---------- THE DATA ----------

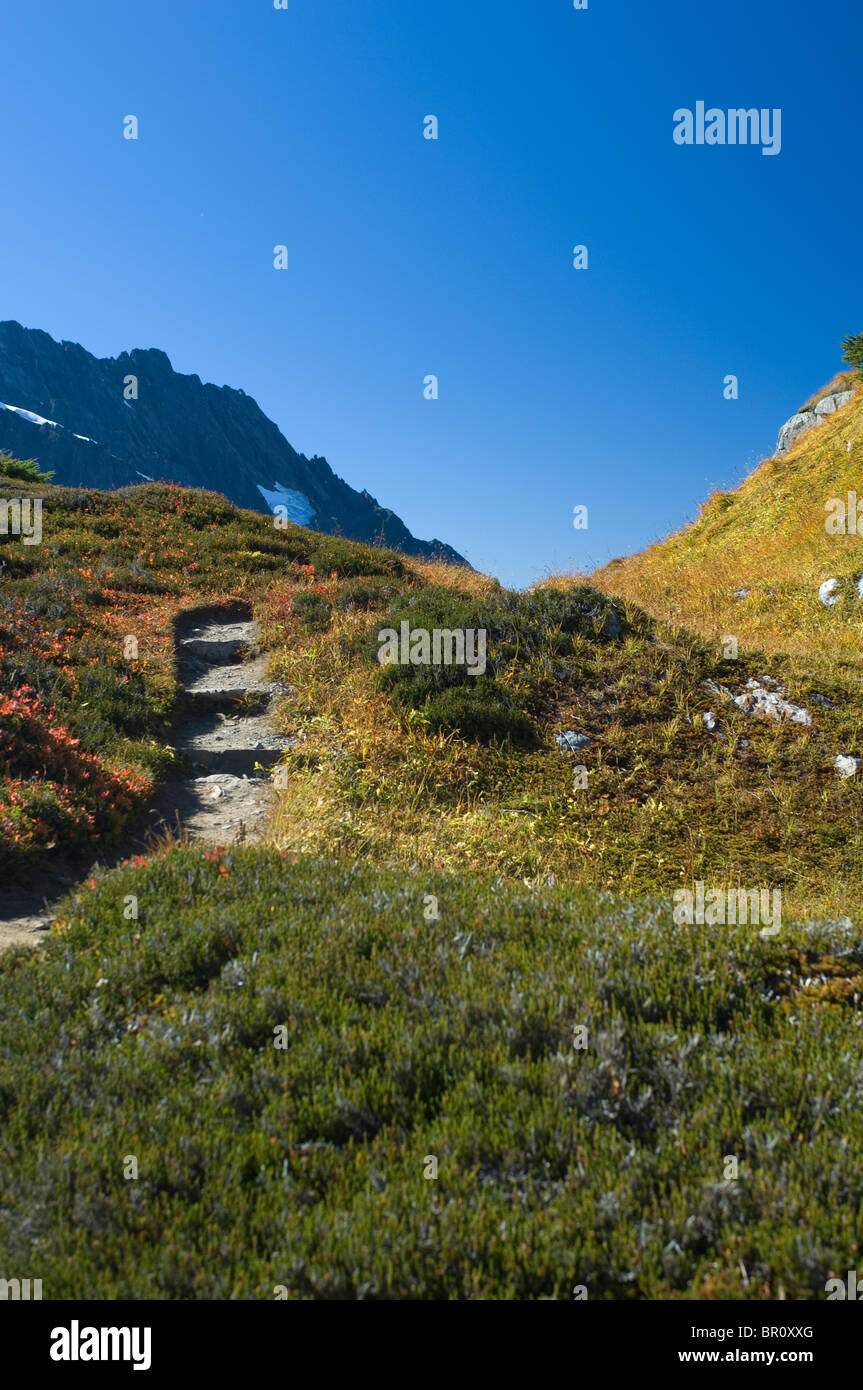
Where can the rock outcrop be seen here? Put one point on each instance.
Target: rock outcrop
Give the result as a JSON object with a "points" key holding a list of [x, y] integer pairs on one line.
{"points": [[84, 419], [806, 420]]}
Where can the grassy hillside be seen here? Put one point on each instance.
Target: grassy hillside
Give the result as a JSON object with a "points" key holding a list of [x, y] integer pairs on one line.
{"points": [[446, 895], [767, 537]]}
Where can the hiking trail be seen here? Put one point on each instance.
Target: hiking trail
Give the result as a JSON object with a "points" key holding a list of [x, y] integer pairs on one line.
{"points": [[223, 730]]}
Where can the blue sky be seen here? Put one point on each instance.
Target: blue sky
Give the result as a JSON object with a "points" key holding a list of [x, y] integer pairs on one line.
{"points": [[410, 256]]}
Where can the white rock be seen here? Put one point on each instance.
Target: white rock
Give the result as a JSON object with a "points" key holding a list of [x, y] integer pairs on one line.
{"points": [[794, 428], [758, 699]]}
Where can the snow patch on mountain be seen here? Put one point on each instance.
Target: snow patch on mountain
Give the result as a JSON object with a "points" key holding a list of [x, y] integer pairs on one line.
{"points": [[29, 414]]}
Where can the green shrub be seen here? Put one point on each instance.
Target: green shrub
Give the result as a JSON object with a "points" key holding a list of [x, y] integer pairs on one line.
{"points": [[313, 610], [405, 1039]]}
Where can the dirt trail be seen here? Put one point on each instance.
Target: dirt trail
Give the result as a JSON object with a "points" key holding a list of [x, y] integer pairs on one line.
{"points": [[223, 729]]}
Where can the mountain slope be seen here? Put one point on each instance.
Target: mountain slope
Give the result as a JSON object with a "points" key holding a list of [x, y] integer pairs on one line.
{"points": [[70, 410], [755, 559]]}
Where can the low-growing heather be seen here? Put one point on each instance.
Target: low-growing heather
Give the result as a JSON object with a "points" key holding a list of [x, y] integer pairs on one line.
{"points": [[280, 1050]]}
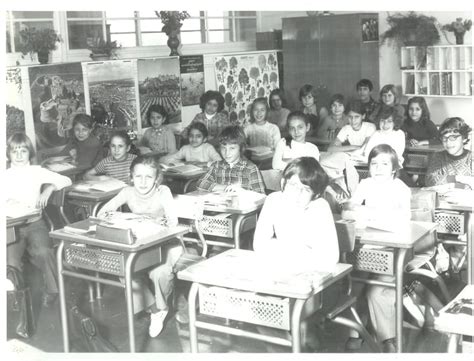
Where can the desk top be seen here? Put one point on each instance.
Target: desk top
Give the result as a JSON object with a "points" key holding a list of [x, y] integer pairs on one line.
{"points": [[250, 271], [90, 239], [406, 237]]}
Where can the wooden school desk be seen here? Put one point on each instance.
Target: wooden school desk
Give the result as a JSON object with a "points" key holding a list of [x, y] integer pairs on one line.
{"points": [[228, 285], [391, 261], [86, 252], [230, 227]]}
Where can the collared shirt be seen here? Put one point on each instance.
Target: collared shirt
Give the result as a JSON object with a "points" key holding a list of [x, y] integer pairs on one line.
{"points": [[244, 173]]}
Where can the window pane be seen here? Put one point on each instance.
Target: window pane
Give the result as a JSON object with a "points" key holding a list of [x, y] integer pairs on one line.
{"points": [[193, 37], [84, 14], [121, 26], [154, 39], [80, 31], [32, 14]]}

----------

→ **EXERCISE REQUIREMENTS**: Rewrite the records from the line containing "Where can the low-growing" through the end, substituting "button-up shirt" for "collared shirt" wherever it appears and changing nothing else. Leave out the pictures.

→ **COMPLETED TASK**:
Where can the low-growing heather be seen here? Put one point on each instance.
Target: low-growing heather
Give the result as a JSON object with a "points" key holding a list of [x, y] integer pairs on one line.
{"points": [[280, 1050]]}
Where can the desk top be seen here? Put one point on each instance.
Target: desk top
Give the result as a JSON object with a "points" key holding a list of [x, y] integer pairs on one line.
{"points": [[250, 271], [90, 239], [406, 237]]}
Where can the wooden school desk be seen here? Put one point on each instance.
Target: wooden school desk
Give the result as a JSON object with a "points" key holding a list of [x, y] integer pairs on one line.
{"points": [[228, 285], [391, 261], [86, 252], [230, 227]]}
Where can the button-up shirt be seen here? Put one point on each instance.
Target: button-up shirt
Give the result as a JSON object with a "points" key holding a list of [x, y] integer pairs on one line.
{"points": [[244, 173]]}
Where can the window pane be seen here? Put one point on each instance.
Target: window pane
Give the result as a JSON object with a "points" key holding a list of [x, y] integer pairs on one line.
{"points": [[193, 37], [84, 14], [121, 26], [154, 39], [80, 31], [32, 14]]}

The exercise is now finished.